Provided text:
┌──
3. Worst Outcome Criterion (WOC): because ACC and ALC depends on data, it can have large/small coverages/lengths depend on which sample is being observed. This property is not desirable. A conservative approach is to fix a maximum length and a minimum coverage probability and the sample size is chosen based on these two constraints.

4. Modified Worst Outcome Criterion (MWOC)

In this research, the parameter of interest is the difference of two binomial proportions. Sample size is found by implementing ACC, ALC ,WOC and MWOC.  When the sample size is large relative to prior information, the estimation obtained from posterior distribution is found robust against prior specifications (either independent or dependent prior). To illustrate the idea, three examples are given:

1. Data on patients with deep vein thrombosis (DVT)

2. Rare events

3. Dependent priors

For ACC and ALC, the sample size obtained is based on the average of 10 repetitions of MC simulation. MC simulation is used when it is difficult to calculate the posterior. However, MC simulation is not needed for WOC and MWOC. In the first example of DVT, WOC method gave a slightly less sample size than the frequentist method. For the rare event, like the rates of myocardial infarction patients with acute angina pectoris, the difference in sample size between Bayesian and frequentist is more pronounced. The last example compared the sample size calculated for independent and dependent priors.

Result showed that fully Bayesian or mixed Bayesian/likelihood give lower sample sizes than the frequentist due to the use of prior. A caution has to be exercised when employing mixed Bayesian/likelihood as it may lead to paradoxes. The methods discussed in determining the sample size (ACC, ALC, WOC, MWOC) may be applicable to multivariate analysis, relative risks or odds ratios. Choosing ALC or ACC is arbitrary though given certain situations they don’t lead to the same sample size.  However, ACC is said to be more conventional because reports are always based on coverage. Note that criteria based on average (ACC and ALC) attain target values approximately half of the time. Therefore, the authors suggest that to get a good sample size, it is best to consider all criteria.

“Bayesian paradigm has little to add and moderate amount to lose”. Fisher suggests that:-

1. Data is not being optimally processed by humans, given the situation is stable.

2. Humans tend to weigh more heavily on recent experience.

3. Humans weigh more heavily evidence from direct experience.

Therefore, it is difficult for a person to judge a problem and state the prior rationally. More reasons are provided by Fisher to support his argument.
└──
Recorded information:
┌──
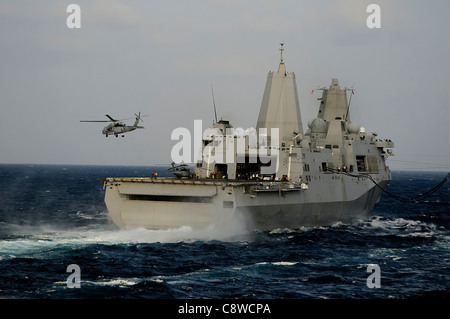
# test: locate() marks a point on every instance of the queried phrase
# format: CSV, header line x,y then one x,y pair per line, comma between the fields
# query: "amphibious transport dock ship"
x,y
284,177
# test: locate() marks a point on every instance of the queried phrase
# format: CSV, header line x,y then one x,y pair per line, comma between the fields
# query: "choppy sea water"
x,y
53,216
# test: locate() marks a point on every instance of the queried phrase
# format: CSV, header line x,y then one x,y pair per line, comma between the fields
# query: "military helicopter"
x,y
180,171
118,127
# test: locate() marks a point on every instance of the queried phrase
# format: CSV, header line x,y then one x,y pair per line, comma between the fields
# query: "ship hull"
x,y
169,203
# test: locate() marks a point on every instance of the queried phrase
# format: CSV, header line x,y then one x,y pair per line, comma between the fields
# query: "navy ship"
x,y
276,175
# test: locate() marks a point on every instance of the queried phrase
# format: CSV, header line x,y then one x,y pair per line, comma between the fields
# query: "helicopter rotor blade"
x,y
96,121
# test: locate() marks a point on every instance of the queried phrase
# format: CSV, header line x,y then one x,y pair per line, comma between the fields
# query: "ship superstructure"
x,y
273,176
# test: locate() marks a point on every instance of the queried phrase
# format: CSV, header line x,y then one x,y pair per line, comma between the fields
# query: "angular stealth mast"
x,y
280,107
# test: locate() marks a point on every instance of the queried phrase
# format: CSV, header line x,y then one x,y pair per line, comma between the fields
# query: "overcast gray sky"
x,y
161,57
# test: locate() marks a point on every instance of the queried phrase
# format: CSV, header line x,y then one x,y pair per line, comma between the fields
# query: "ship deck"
x,y
260,185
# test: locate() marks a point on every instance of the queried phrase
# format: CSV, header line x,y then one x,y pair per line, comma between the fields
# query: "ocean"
x,y
54,216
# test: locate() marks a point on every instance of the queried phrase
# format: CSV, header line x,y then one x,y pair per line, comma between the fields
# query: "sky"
x,y
162,57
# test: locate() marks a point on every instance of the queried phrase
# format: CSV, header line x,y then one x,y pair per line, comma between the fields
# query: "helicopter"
x,y
180,170
118,127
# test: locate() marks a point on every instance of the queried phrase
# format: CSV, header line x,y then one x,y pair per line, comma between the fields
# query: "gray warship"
x,y
276,175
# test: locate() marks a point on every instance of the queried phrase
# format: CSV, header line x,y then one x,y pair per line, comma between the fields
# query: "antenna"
x,y
214,103
350,101
281,52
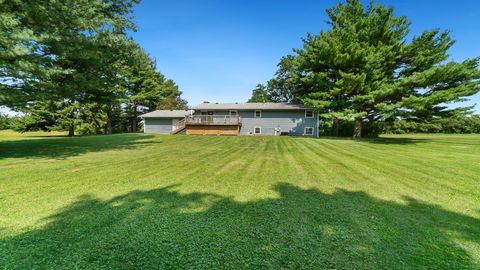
└──
Assigned task:
Extend the write-up on Bayesian sample size for the difference of two binomial proportions, picking up right after its final sentence. The listing plays no part in what you are asked to do.

Result of the task:
1. Humans do not behave in a Bayesian manner.

2. Individual prior distributions must of necessity be distorted because of a lack of an adequate initial distribution.

3. Whose prior to be used when there is a large range of prior distributions?

4. Lack of acceptance of result because of dispute over prior beliefs.

5. Misdirection of scientific effort from the debating of particular science issues to work on eliciting prior distribution.

6. Ethical difficulties because of differing types of belief.

In 1993, the data from GUSTO trial is reanalyzed using stylized Bayesian (Diamond et al., 1993). GUSTO stands for global utilization of streptokinase and tissue plasminogan activator for occulded coronary arteries. In this analysis, individual priors are not elicited. Instead, priors are specified based on Jeffreys (1939). A true Bayesian would object this approach. This example given by Fisher is to demonstrate the effect of prior on the interpretation.

In the end, Fisher concludes that Bayesian approach should not be used in randomized clinical trials. He believes that frequentist method or stylized Bayesian is more suitable to ensure the analysis is robust against particular beliefs.

Goldstein discussed the following criteria in determining the sample size:-

1) Stop if further sampling does not give much difference (in terms of the estimate)

2) A stringent criteria would be to require a high probability that future observation satisfy criteria (1)

The author suggested that once the smallest n is obtained by fulfilling the inequality constraint posed, then an upper bound of that quantity can be derived. In order to do this, we need the variance of a prior measure for parameter of interest and prior expected variance of the data.